Exercise details |
Using the text on Tennessee's flu season below, answer:
1. According to the Centers for Disease Control and Prevention, who should be vaccinated?
2. About how many hospitalizations in Tennessee did last year's flu vaccinations prevent, according to the CDC?
3. What position does John Dreyzehner hold?

*** Extract provided

It’s here: the seasonal wave of flu that affects thousands of Americans every year. Flu activity is measurably rising in Tennessee, and while doctors here are not yet seeing the higher number of cases reported in some neighboring states, the Tennessee Department of Health believes more cases will be identified here soon.
“We’re just at the start of flu season and those who have not received a flu shot or flu nasal spray should do so immediately,” said State Epidemiologist Tim Jones, MD. “It is not too late to be vaccinated. We especially urge vaccinations for people who are or will come in contact with those at highest risk of complications, particularly pregnant women, older adults, people with chronic health problems and young children.”
The Centers for Disease Control and Prevention recommends vaccinations for everyone more than six months old. Infants can’t be helped by vaccine and rely on people around them to be protected. Just avoiding contact if you are sick isn’t enough, because people can give the flu to others about a day before they even feel ill.
Preliminary studies of early flu cases indicate the flu vaccine available this year is a good match to prevent it. According to the CDC, vaccinations in last year’s flu season prevented about 80,000 hospitalizations nationwide and approximately 1,600 in Tennessee.
“Unfortunately, influenza can be deadly, sometimes even for otherwise healthy people, and as times of festive togetherness approach, being protected yourself can save others from a terrible illness or worse,” said TDH Commissioner John Dreyzehner, MD, MPH. “When we get a flu shot, we protect others along with ourselves. That protection is a great gift to give this time of year.”
Flu vaccines are readily available across Tennessee from a number of sources and take only a few minutes to receive.

******
*** Dataset extract

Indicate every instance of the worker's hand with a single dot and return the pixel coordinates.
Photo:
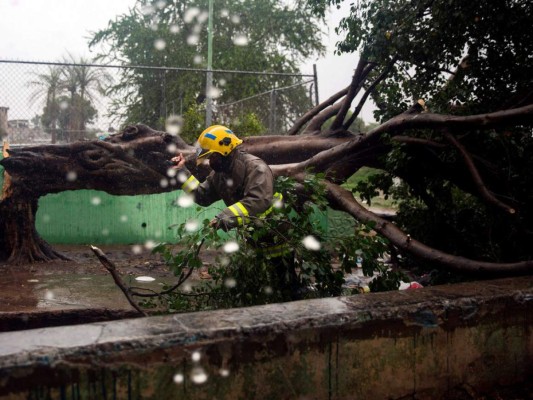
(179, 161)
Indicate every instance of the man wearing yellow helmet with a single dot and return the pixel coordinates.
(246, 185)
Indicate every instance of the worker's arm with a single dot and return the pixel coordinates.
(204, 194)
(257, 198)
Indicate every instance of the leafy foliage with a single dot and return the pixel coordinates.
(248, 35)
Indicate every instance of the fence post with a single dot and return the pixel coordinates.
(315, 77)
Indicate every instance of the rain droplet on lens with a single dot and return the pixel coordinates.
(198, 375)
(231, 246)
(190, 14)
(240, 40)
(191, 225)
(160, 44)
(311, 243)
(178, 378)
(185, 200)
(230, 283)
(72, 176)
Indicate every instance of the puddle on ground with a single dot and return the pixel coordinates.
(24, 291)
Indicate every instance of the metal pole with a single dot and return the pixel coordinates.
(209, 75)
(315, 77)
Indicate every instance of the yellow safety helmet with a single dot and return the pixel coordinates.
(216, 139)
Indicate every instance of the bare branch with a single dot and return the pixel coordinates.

******

Task response |
1. Everyone more than six months old.
2. Approximately 1,600.
3. TDH Commissioner.